Short problem:
Copy the lines below word for word, from the line with "window --shape polygon" through the line with "[[[1,60],[29,63],[31,47],[30,9],[26,6],[5,5],[2,11]]]", including both of those lines.
╭─ Data
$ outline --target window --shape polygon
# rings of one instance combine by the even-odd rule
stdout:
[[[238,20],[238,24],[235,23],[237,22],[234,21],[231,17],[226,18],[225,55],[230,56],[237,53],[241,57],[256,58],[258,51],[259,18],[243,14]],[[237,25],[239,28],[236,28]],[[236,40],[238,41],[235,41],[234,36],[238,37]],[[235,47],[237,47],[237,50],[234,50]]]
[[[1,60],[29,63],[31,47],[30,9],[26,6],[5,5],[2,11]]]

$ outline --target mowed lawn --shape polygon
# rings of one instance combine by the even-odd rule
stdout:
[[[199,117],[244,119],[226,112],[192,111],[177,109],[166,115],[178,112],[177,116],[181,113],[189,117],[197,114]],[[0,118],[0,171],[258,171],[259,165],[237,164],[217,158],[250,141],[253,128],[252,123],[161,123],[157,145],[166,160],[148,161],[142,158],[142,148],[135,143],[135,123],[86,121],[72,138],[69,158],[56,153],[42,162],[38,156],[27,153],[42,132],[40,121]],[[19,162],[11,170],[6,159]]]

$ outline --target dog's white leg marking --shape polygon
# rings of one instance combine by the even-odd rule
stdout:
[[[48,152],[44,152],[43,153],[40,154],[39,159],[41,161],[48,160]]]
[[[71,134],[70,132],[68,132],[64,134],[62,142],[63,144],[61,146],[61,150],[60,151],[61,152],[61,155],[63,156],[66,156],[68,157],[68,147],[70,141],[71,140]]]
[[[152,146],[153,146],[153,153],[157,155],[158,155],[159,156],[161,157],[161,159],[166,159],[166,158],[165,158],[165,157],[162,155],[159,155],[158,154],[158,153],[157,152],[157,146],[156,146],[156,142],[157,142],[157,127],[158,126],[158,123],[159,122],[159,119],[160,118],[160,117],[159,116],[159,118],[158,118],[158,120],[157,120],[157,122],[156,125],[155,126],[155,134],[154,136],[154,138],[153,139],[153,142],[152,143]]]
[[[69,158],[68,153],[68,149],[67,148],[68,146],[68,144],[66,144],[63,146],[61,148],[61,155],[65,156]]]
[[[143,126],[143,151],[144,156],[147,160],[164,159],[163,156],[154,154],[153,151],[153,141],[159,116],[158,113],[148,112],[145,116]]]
╰─
╭─ Data
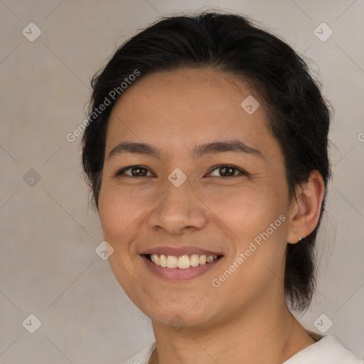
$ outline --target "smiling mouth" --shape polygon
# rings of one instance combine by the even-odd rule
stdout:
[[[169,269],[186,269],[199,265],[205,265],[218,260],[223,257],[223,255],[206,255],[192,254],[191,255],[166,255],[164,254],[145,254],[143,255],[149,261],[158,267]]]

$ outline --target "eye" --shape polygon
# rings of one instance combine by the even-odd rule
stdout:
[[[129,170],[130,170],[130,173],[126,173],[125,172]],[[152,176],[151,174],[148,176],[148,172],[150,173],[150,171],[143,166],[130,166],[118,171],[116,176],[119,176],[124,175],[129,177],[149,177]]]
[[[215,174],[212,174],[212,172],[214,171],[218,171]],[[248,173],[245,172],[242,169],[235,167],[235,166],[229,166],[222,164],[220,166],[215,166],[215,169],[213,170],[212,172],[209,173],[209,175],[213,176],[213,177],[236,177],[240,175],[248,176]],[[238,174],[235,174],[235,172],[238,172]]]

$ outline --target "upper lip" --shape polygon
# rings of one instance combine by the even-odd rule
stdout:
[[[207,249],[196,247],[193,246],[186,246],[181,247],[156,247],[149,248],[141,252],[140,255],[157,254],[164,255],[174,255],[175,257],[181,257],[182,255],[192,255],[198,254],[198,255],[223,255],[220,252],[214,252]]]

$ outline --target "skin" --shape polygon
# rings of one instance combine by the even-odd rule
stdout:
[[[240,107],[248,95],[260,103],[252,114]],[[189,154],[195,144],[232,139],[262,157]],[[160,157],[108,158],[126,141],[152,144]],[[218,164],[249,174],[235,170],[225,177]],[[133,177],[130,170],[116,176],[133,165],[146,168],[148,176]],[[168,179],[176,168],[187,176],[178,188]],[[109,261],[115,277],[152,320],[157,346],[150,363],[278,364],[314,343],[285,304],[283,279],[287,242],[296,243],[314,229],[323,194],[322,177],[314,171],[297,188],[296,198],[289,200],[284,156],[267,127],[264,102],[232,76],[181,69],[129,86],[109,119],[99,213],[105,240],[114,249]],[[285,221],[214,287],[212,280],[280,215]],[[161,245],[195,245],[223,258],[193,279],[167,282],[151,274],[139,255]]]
╰─
Reply to the exercise:
$ outline --target window --shape polygon
# rings of one instance combine by the even-odd rule
stdout:
[[[238,20],[238,24],[235,23],[237,22],[234,21],[231,17],[226,18],[225,55],[230,56],[237,53],[241,57],[256,58],[258,51],[259,18],[243,14]],[[237,25],[239,28],[236,28]],[[236,40],[238,41],[235,41],[234,36],[238,37]],[[235,47],[237,47],[237,50],[234,50]]]
[[[1,60],[29,63],[31,47],[30,9],[26,6],[5,5],[2,11]]]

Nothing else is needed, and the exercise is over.